SET EXERCISE:
Copy out every line of the material below without changing anything, and omit the pictures from your copy.

/---

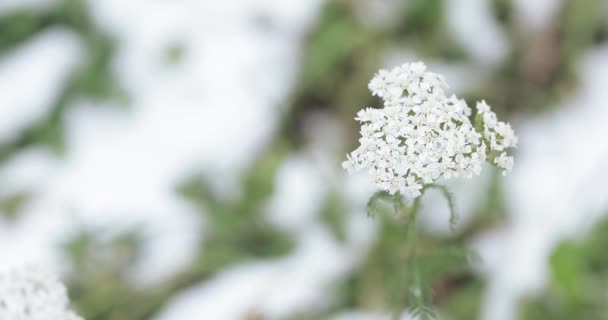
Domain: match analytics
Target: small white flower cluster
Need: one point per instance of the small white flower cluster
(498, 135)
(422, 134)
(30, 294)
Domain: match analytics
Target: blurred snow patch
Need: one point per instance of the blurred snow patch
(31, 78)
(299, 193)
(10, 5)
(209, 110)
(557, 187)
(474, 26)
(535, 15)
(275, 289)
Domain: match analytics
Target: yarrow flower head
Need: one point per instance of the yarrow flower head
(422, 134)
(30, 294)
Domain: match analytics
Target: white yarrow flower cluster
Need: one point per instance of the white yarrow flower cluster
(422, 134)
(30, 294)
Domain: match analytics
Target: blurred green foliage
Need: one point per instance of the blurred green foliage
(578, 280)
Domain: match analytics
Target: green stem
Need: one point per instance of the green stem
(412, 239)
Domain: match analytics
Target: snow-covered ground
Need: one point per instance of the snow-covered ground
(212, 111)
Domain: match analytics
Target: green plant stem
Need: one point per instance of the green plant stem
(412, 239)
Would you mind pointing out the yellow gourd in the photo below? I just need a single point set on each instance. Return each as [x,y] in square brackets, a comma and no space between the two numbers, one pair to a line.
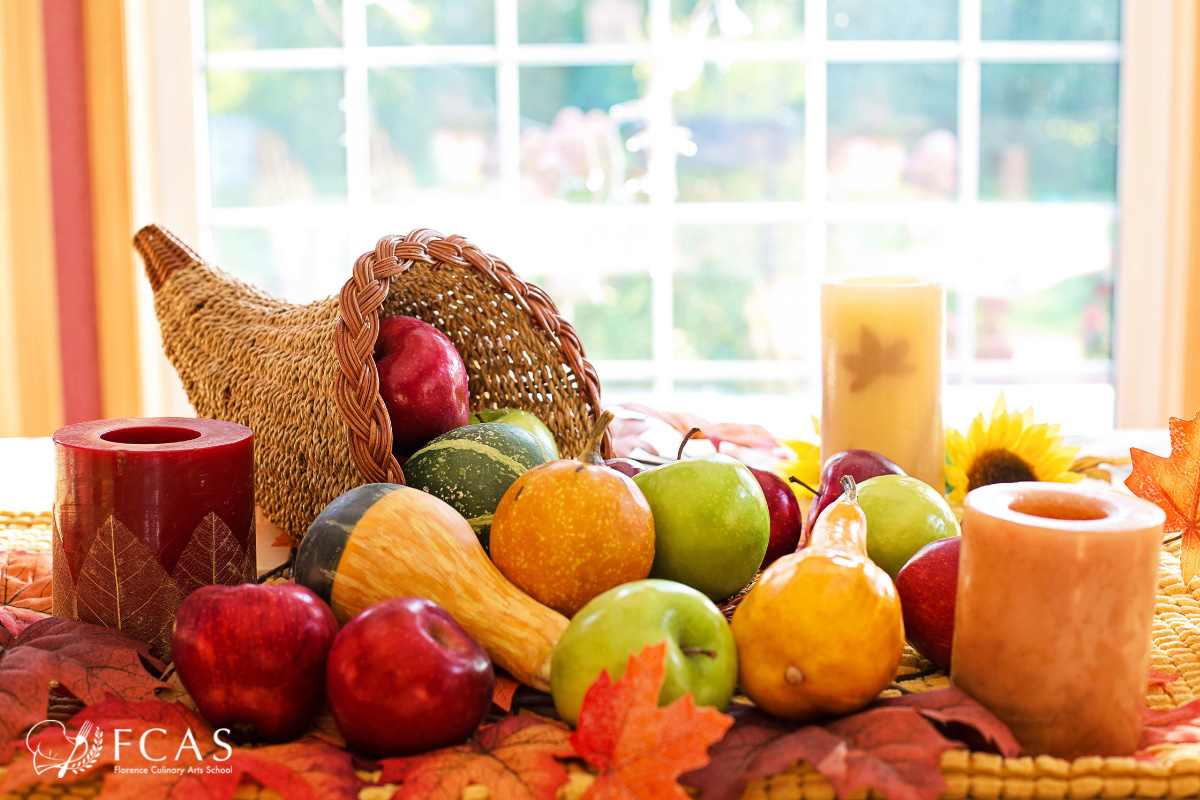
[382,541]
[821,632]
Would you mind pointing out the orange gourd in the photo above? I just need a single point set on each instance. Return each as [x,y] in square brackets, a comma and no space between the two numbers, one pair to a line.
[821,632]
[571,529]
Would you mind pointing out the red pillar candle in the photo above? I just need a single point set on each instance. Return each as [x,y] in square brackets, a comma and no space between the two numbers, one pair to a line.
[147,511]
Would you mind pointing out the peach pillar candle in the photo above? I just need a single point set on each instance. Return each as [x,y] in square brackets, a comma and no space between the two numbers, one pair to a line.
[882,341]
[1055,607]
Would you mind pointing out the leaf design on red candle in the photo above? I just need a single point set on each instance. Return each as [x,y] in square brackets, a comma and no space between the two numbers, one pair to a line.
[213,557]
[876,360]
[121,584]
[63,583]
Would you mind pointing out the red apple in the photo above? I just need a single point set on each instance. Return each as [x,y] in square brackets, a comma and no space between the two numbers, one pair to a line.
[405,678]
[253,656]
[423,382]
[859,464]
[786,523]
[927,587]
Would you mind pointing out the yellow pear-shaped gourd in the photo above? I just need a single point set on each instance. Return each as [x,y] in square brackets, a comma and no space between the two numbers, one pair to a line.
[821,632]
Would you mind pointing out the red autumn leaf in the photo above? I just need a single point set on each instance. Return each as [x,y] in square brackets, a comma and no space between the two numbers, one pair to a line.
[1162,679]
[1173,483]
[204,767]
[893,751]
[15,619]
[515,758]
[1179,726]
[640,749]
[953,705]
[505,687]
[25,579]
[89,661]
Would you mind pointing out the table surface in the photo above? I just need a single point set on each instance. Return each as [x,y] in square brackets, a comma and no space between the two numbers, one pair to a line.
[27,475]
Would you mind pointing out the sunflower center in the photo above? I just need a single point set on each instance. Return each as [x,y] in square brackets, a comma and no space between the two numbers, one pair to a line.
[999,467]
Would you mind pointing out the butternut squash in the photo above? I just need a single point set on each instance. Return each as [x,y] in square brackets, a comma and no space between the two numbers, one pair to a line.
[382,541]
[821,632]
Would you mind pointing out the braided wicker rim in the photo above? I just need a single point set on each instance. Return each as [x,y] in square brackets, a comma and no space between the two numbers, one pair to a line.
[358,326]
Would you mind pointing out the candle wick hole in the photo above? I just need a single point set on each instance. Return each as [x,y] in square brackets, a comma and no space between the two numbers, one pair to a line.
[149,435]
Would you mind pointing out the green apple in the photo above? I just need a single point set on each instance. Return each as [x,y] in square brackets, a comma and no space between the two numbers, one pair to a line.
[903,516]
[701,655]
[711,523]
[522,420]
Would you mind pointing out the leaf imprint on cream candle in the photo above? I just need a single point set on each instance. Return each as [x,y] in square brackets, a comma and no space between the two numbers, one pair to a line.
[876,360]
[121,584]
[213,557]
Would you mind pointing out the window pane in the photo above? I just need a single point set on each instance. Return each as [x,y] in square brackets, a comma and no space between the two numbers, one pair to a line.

\---

FULL ANSWER:
Domain: match analytics
Target: small white flower cluster
Need: one point per instance of the small white flower cluster
(498, 135)
(422, 134)
(30, 294)
Domain: match analytics
Target: blurred snow patch
Need: one point per instance of the blurred snow patch
(31, 78)
(299, 193)
(10, 5)
(209, 110)
(557, 187)
(474, 26)
(535, 15)
(275, 289)
Domain: match analytics
Target: yarrow flower head
Need: one point per instance of the yarrow flower head
(422, 134)
(30, 294)
Domain: match analytics
Target: white yarrow flower cluster
Need: one point per instance of the white yarrow flower cluster
(422, 134)
(30, 294)
Domain: match analytics
Target: blurred green foliage
Need: one point per instance of the blurred green foliage
(578, 280)
Domain: match analytics
Target: green stem
Need: one point per instance of the green stem
(412, 239)
Domain: match analytics
Target: snow-covered ground
Need: one point per instance of the snow-covered ground
(212, 111)
Domain: match analytics
Target: green plant stem
Need: one point per instance of the green plant stem
(412, 239)
Would you mind pointing out the yellow gourd in the photo below? I just need a single point set on each instance. Return each as [x,y] in square brackets, a comma and no space between the two numbers, one pair to a line.
[382,541]
[821,632]
Would you mind pointing out the orange gourd in the photo above? I just need a single point set on each instance. Return each as [x,y] in square brackets, a comma and no space between the two numbers, one pair to a line.
[821,632]
[571,529]
Would you mind pointing out the red pillar candle in the photo above? I just need a single point set on each instance. Return each as [x,y] in square brackets, a comma and no space between the two numbers, one pair to a line.
[147,511]
Would you mind pointing out the peach pillar candle in the photo above? I just need a single point set on each instance. Return each as [x,y] in square brackets, a comma and no space between the two numbers, one pair to a line.
[882,341]
[1055,607]
Would you mind pointing out the leaf design on red candle in the photo above? I just need a single point set on each instance. Return each as [x,y] in square brackets, a comma and no space between the two numbers, one pair to a line.
[213,557]
[876,360]
[121,584]
[63,583]
Would you mind pointing out the red apple in the photo above? I just need a single point set on each instance. Return each as [x,y] in square brackets, a comma and no space between the two numbers, one pair to a line.
[405,678]
[253,656]
[423,382]
[859,464]
[786,523]
[927,587]
Would you mind pointing out the yellow pear-shaped gourd in the photo above? I just need a single point set on each instance. Return each as [x,y] in square brackets, a comma and no space between the two numbers, one pair to a line.
[821,632]
Would you mind pointing out the red autumn leaf in the photo above? I just need a single point set on each instance. Return each as [x,y] in square brackets, a comma and no space between the two numbers, one pair to a line.
[1162,679]
[1173,483]
[204,767]
[893,751]
[15,619]
[515,758]
[1179,726]
[640,749]
[953,705]
[505,687]
[25,579]
[89,661]
Would you mind pointing out the table surface in the photo above? I just need a single point set on each instance. Return each as [x,y] in square brackets, a comma and no space between the two numbers, one pair to a line.
[27,475]
Would you mind pointing out the sunflower center in the photo above? I just need a single point set on each instance. Return each as [x,y] in square brackets, a comma and no space between the two numbers, one pair to a line.
[999,467]
Would you mind pointing out the butternut squash in the photo above? I just need a single point set on each instance. Return each as [x,y] in square brackets, a comma and no space between the two numbers, one pair to a line.
[382,541]
[821,632]
Would you mind pointing out the braided wicker rim in the photo above? I just need a single point set on each instance. Return each as [x,y] in square brackets, a comma and no space between the two numbers, one pair to a line.
[358,326]
Would you mind pointing out the candle wick hole in the photo above? I just need a single point set on each instance. Return each as [x,y] in square brackets, a comma and no space between the two numbers, one pair to a line.
[149,435]
Would you mind pointing out the green apple in the photo above? I just need a single point set on each instance. Return each as [x,y] in square brackets, a comma and no space between the two numbers, one pair to a line.
[903,516]
[701,655]
[711,523]
[522,420]
Would you mind pointing out the leaf imprint on cream candle in the photo above? I just need a single point set on each instance. Return each as [x,y] in square brackets, a comma and no space between the two numbers, one pair to a line.
[876,360]
[121,584]
[213,557]
Would you mind pointing out the window pane in the photo above? I just need a single point set on each instance. Return each as [x,y] in square brackets, a comma and no space between the two numbers, one pair to a line.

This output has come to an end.